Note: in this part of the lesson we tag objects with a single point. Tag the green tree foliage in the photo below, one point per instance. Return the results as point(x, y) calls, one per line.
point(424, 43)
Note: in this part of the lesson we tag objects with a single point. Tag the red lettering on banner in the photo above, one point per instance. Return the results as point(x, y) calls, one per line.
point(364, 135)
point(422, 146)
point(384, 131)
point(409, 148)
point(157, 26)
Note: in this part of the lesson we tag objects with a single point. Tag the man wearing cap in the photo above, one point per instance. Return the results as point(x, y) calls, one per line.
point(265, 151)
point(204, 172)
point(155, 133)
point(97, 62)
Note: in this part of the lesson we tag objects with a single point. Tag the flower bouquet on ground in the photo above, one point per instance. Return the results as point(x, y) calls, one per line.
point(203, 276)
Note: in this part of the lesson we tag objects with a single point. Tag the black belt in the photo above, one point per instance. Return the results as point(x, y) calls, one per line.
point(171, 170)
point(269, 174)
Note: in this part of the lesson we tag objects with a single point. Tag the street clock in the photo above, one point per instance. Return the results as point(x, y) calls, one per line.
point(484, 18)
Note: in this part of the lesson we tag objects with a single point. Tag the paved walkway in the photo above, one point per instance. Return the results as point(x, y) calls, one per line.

──────────

# Task instructions:
The answer must be a word-for-word transcription of every record above.

# Task response:
Note: in this part of the lesson we tag objects with a single point. Tag the green tree foliage in the photo below, one point per instance. Return the results as point(x, y) calls, one per line.
point(424, 43)
Note: in this part of the lesson we tag objects with a single point. Tag the red lettering on banner in the photo above, one point per instance. Return the results as point(x, y) calls, one per line.
point(364, 135)
point(422, 146)
point(384, 131)
point(409, 148)
point(157, 26)
Note: in this part of the lesson we tag objects with a single point. Tag the man wearing cap in the photo above, one point per instance. Return the results as point(x, y) calls, one per line.
point(265, 151)
point(204, 172)
point(155, 133)
point(97, 62)
Note: in this part of the lesson we tag objects with a single point. Tag the flower bouquet on ground in the photo above, one point per instance. Return the results as point(x, y) calls, one per line.
point(203, 276)
Note: in this part of the lesson we tag objects with a single point. Tag the black belt in the photo above, one point per instance. Return the results as point(x, y) calls, one per line.
point(171, 170)
point(269, 174)
Note: in this part of the lesson we tag objects with a single point. Tag the street clock in the photo above, one point per instance. Return the results as point(x, y) calls, one per line.
point(484, 18)
Note: in this part of the lesson we tag objects with a single point. Tag the paved walkway in the photo above, one point per instance. Return the results as point(x, y) calls, one per line.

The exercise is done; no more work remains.